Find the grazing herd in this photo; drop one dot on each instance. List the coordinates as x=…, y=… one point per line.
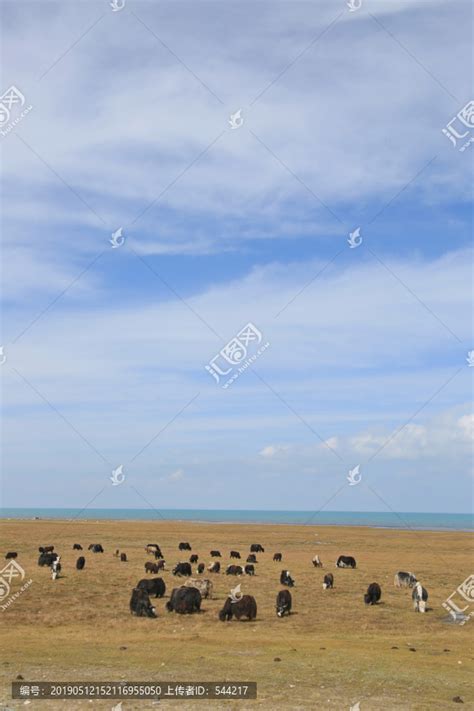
x=187, y=598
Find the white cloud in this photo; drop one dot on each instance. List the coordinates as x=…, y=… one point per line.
x=177, y=475
x=273, y=450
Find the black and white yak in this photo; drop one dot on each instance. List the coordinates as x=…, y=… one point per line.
x=419, y=597
x=328, y=581
x=234, y=570
x=238, y=605
x=345, y=561
x=404, y=580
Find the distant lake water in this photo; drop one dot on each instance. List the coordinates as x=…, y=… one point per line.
x=427, y=521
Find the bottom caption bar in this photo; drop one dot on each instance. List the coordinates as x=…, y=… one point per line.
x=135, y=690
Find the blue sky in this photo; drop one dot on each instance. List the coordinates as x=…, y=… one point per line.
x=106, y=348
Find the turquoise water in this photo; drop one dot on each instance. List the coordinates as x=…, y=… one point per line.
x=429, y=521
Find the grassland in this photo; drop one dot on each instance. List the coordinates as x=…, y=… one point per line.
x=331, y=653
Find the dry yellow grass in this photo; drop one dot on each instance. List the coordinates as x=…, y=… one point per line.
x=333, y=651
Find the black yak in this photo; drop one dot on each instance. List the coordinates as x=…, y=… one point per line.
x=182, y=569
x=140, y=604
x=234, y=570
x=151, y=568
x=345, y=561
x=155, y=586
x=283, y=604
x=184, y=600
x=286, y=579
x=373, y=594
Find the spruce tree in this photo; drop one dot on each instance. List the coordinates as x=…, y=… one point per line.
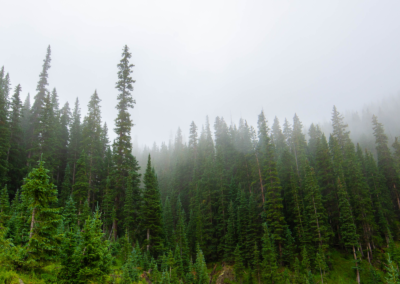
x=91, y=143
x=347, y=226
x=132, y=203
x=16, y=150
x=36, y=124
x=69, y=214
x=151, y=212
x=274, y=205
x=230, y=235
x=81, y=185
x=316, y=215
x=40, y=196
x=269, y=265
x=200, y=268
x=122, y=147
x=74, y=150
x=239, y=267
x=91, y=259
x=4, y=126
x=385, y=160
x=4, y=205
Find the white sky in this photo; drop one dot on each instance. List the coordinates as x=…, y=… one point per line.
x=198, y=58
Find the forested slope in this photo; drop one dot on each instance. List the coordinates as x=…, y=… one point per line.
x=251, y=204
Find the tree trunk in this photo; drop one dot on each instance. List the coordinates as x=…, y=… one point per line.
x=259, y=174
x=32, y=222
x=148, y=239
x=358, y=272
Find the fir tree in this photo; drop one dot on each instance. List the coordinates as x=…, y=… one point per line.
x=393, y=276
x=74, y=150
x=151, y=211
x=132, y=201
x=40, y=195
x=316, y=216
x=4, y=205
x=122, y=147
x=69, y=214
x=347, y=226
x=274, y=206
x=269, y=270
x=91, y=260
x=4, y=127
x=81, y=185
x=201, y=268
x=385, y=160
x=16, y=150
x=91, y=143
x=239, y=267
x=36, y=125
x=230, y=235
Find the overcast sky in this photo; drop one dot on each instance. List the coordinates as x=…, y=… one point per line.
x=198, y=58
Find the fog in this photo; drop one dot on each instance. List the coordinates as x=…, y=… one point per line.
x=215, y=58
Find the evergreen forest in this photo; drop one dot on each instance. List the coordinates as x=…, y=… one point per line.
x=275, y=203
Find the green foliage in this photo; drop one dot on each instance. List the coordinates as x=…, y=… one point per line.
x=200, y=268
x=151, y=211
x=40, y=196
x=239, y=267
x=88, y=255
x=269, y=266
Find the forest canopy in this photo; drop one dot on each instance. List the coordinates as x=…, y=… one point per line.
x=274, y=203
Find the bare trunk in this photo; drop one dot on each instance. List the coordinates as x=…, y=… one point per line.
x=148, y=239
x=358, y=272
x=32, y=222
x=370, y=249
x=319, y=232
x=259, y=174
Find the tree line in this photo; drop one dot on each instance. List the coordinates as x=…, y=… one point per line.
x=262, y=200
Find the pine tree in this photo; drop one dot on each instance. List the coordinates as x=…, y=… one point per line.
x=4, y=205
x=74, y=150
x=40, y=196
x=393, y=276
x=168, y=221
x=347, y=226
x=201, y=268
x=289, y=247
x=256, y=263
x=91, y=143
x=130, y=270
x=122, y=147
x=320, y=264
x=299, y=146
x=91, y=260
x=16, y=151
x=151, y=211
x=385, y=160
x=69, y=214
x=36, y=126
x=66, y=186
x=81, y=185
x=132, y=201
x=269, y=269
x=316, y=216
x=239, y=267
x=326, y=180
x=274, y=206
x=230, y=235
x=4, y=126
x=339, y=129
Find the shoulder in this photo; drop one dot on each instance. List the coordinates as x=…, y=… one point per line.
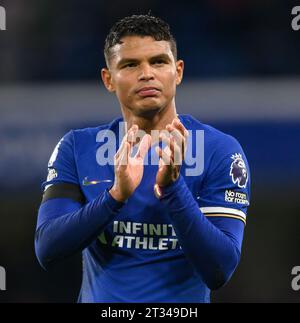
------------------------------
What is expected: Convert everything from the start of the data down to the line containing "x=429, y=521" into a Markdown table with the columns Row and Entry: number each line in Row and put its text in Entry. Skip blank lines and omit the pictures.

Result for this task:
| Row | Entry |
|---|---|
| 1 | Find the grazing herd in this photo; drop one dot on each instance. List the coordinates as x=…, y=… one point per line. |
| 2 | x=187, y=598 |
| 3 | Find the white cloud in this photo; drop one dot on each instance. List the coordinates as x=…, y=… one point per line. |
| 4 | x=177, y=475 |
| 5 | x=273, y=450 |
| 6 | Find the black and white yak in this photo; drop one dot on each instance. List the coordinates as x=…, y=… one point per line. |
| 7 | x=419, y=597 |
| 8 | x=328, y=581 |
| 9 | x=234, y=570 |
| 10 | x=238, y=605 |
| 11 | x=345, y=561 |
| 12 | x=404, y=580 |
| 13 | Find the distant lake water in this photo; drop one dot on each instance. List the coordinates as x=…, y=… one point per line. |
| 14 | x=427, y=521 |
| 15 | Find the bottom caption bar in this photo; drop one dot on each instance. List the coordinates as x=…, y=… one point per line. |
| 16 | x=135, y=690 |
| 17 | Find the blue sky in this photo; drop one dot on each instance. List the coordinates as x=…, y=… one point per line. |
| 18 | x=106, y=348 |
| 19 | Find the turquoise water in this photo; drop one dot on each instance. List the coordinates as x=…, y=… one point per line. |
| 20 | x=429, y=521 |